# Problems and tasks
A - According to the passage on cybersecurity research, in what month and year did ERVA hold its visioning event on "unhackable infrastructure"?
B - Reproduce word for word the part of the passage on cybersecurity research that runs from "Resources for new" up to and including "stakeholders of CPHS.".

Resources for new R&D is one answer. But R&D needs both resources and one or more pathways that are ambitious yet viable in a multi-stakeholder and highly uncertain environment. Hence if decision-makers in government and industry want to overcome our asymmetrical cyber challenge, they need diverse, committed subject matter expertise to chart the right course and create a broad, long-term picture of future global risks and opportunities that captures the needs of all stakeholders of CPHS.

Identifying research priorities for R&D is the function of the Engineering Research Visioning Alliance (ERVA), an initiative funded by the U.S. National Science Foundation (NSF). In August 2022, ERVA held one of its visioning events on the theme of “unhackable infrastructure,” convening dozens of the top experts in cybersecurity in the nation. The experts arrived at a consensus about the requirements that future resilient infrastructure must satisfy. These include the ability of CHPS to ensure safety, security, and trust in essential systems and services, while maintaining practical usability; and the capacity to adapt to unexpected changes while maintaining robustness and trustworthiness in a range of situations, including actively resisting adversaries (both known and unknown). The group identified gaps in today’s security technologies and formulated new ideas and visions that will be instrumental in steering future research toward areas of much-needed innovation to ensure resilient and trustworthy CPHS.

The resulting report identified research directions within five concrete areas for R&D efforts with the goal of addressing the thorniest challenges in security engineering. Each area produced an array of specific engineering topics to catalyze engineering research for a more secure and resilient world. The experts highlighted ways in which these topics should be contextualized in various domains (e.g., energy, transportation, supply chains, health care systems), considering domain-specific design and functional requirements of CPHS, and unambiguous specification of safety, security, and resiliency requirements for all stakeholders.

# Supplied data
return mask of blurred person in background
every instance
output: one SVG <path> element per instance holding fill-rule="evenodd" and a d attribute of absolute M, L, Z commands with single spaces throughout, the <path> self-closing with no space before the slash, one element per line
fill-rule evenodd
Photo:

* * *

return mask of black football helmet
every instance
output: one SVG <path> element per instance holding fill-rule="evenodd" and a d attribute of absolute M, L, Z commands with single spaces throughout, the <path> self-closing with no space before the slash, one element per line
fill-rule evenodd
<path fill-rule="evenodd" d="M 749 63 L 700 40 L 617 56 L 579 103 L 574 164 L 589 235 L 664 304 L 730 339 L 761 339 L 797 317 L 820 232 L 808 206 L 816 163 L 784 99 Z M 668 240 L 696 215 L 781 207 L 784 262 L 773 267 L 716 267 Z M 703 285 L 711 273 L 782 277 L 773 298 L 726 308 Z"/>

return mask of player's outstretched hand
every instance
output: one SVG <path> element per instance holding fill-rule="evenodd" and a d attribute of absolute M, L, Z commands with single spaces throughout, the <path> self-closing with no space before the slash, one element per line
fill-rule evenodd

# Outputs
A - August 2022

B -
Resources for new R&D is one answer. But R&D needs both resources and one or more pathways that are ambitious yet viable in a multi-stakeholder and highly uncertain environment. Hence if decision-makers in government and industry want to overcome our asymmetrical cyber challenge, they need diverse, committed subject matter expertise to chart the right course and create a broad, long-term picture of future global risks and opportunities that captures the needs of all stakeholders of CPHS.